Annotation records
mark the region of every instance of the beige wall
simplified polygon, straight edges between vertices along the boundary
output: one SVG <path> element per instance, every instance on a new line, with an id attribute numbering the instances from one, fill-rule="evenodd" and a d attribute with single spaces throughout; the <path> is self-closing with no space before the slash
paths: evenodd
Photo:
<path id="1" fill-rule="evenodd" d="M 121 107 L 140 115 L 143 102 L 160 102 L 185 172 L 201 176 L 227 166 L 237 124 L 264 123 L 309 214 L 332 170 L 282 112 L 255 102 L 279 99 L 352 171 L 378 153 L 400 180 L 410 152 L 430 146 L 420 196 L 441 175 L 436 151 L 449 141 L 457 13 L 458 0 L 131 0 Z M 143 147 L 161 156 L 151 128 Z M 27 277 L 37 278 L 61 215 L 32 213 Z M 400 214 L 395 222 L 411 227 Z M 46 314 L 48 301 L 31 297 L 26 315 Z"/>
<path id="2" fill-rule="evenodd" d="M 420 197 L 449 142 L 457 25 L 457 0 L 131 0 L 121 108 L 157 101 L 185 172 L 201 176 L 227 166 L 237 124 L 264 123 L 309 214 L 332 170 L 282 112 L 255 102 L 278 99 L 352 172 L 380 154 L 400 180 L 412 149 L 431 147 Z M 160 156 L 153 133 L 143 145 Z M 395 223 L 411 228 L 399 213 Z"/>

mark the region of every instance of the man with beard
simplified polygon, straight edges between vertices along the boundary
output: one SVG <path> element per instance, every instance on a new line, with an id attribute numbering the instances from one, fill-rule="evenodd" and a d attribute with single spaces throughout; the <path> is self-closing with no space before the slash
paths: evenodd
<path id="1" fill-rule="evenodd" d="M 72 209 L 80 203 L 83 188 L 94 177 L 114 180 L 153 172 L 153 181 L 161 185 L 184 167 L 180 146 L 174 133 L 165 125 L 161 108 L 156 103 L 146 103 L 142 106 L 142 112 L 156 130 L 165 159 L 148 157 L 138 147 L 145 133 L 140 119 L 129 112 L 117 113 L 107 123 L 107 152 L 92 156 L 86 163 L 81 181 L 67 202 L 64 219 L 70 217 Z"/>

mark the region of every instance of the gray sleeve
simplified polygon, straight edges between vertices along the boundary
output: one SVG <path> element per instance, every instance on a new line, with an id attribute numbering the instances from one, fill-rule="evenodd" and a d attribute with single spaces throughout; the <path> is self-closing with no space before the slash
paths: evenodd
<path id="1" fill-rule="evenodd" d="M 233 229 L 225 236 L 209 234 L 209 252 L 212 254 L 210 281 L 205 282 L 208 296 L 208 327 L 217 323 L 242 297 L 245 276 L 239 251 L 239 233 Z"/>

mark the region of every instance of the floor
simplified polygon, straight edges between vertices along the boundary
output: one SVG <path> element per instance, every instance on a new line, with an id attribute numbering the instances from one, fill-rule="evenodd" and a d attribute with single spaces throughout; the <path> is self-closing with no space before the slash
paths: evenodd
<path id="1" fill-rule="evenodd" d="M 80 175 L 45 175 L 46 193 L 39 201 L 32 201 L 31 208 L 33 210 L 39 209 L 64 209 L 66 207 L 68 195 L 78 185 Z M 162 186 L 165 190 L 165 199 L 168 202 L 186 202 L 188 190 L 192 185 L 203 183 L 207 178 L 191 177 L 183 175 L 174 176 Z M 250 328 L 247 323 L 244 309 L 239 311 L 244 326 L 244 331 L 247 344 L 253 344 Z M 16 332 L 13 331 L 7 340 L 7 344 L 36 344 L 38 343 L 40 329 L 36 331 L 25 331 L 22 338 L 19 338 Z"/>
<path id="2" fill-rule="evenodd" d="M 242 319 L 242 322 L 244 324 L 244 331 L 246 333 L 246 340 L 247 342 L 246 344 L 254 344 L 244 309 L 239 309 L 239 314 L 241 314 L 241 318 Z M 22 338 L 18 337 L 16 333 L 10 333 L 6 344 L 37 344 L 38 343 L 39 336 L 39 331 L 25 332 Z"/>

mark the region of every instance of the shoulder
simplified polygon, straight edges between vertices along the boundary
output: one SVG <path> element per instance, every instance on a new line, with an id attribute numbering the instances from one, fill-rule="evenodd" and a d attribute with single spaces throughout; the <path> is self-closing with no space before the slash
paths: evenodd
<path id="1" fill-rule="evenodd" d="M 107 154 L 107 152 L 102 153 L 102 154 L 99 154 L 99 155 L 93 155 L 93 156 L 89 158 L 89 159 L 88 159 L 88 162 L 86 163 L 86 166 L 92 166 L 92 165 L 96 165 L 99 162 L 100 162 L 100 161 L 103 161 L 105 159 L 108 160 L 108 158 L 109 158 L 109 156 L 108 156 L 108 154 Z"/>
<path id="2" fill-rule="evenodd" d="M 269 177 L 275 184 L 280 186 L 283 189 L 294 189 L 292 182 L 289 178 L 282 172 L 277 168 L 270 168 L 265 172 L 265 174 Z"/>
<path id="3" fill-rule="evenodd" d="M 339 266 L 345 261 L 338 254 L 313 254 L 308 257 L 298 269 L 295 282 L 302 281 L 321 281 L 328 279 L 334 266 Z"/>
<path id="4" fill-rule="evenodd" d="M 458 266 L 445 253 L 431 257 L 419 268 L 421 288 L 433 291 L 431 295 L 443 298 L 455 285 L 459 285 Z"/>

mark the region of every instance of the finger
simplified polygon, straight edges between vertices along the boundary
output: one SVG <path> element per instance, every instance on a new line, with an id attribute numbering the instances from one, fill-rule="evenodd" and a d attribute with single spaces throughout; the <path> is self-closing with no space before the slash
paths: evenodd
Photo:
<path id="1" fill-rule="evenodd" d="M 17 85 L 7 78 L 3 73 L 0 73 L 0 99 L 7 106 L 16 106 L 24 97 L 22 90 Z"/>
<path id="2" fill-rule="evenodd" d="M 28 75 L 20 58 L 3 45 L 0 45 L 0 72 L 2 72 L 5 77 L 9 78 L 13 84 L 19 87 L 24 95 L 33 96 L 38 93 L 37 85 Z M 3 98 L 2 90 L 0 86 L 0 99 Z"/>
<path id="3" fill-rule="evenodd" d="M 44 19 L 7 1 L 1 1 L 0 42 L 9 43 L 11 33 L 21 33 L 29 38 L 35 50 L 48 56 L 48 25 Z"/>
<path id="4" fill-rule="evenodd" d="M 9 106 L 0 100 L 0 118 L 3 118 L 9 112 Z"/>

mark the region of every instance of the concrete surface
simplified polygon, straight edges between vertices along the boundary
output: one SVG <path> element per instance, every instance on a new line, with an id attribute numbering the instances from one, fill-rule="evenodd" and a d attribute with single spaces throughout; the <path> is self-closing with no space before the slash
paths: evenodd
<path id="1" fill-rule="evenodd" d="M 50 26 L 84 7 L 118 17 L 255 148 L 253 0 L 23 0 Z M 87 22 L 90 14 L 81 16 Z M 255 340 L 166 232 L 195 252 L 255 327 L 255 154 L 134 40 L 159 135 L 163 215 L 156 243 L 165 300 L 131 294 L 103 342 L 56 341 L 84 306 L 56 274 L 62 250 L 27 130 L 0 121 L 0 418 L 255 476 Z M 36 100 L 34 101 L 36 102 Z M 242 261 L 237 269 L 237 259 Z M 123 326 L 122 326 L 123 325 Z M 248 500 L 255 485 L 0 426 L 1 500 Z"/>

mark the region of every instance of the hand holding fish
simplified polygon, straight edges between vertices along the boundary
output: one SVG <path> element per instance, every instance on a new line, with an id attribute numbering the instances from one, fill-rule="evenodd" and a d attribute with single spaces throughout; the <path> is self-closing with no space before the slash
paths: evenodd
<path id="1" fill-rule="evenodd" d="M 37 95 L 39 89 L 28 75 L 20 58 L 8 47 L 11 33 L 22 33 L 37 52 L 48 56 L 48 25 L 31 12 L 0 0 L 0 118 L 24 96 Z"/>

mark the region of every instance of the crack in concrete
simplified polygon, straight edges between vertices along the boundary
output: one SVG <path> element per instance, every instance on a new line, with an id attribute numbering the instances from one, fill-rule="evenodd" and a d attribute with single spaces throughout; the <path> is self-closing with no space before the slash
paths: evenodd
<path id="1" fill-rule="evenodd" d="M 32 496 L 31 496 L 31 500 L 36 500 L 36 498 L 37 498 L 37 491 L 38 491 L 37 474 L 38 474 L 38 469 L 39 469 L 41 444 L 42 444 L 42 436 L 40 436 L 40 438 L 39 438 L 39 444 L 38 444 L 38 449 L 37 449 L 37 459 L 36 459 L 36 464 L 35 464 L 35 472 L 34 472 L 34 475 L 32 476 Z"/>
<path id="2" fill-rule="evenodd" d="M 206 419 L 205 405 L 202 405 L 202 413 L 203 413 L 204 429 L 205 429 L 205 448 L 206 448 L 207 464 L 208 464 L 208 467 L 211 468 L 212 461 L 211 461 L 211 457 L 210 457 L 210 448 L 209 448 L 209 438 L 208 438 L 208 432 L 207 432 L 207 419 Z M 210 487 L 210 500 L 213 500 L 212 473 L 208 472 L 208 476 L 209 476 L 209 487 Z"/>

To do -
Could you copy out the data again, starting at the line that contains "mark the region of every instance of the gray" and ending at the line that contains "233 229 L 225", with both of those lines included?

Written answer -
mark the region of every instance of the gray sleeve
simplified polygon, straight edges between vertices along the boundary
output: one SVG <path> element per instance, every instance on a new line, with an id attribute numbering the instances from one, fill-rule="evenodd" and a d attribute with single spaces throughout; the <path> is self-closing with no space before the slash
paths: evenodd
<path id="1" fill-rule="evenodd" d="M 233 229 L 225 236 L 209 234 L 209 252 L 212 254 L 210 281 L 205 282 L 208 296 L 208 327 L 217 323 L 242 297 L 245 276 L 239 251 L 239 233 Z"/>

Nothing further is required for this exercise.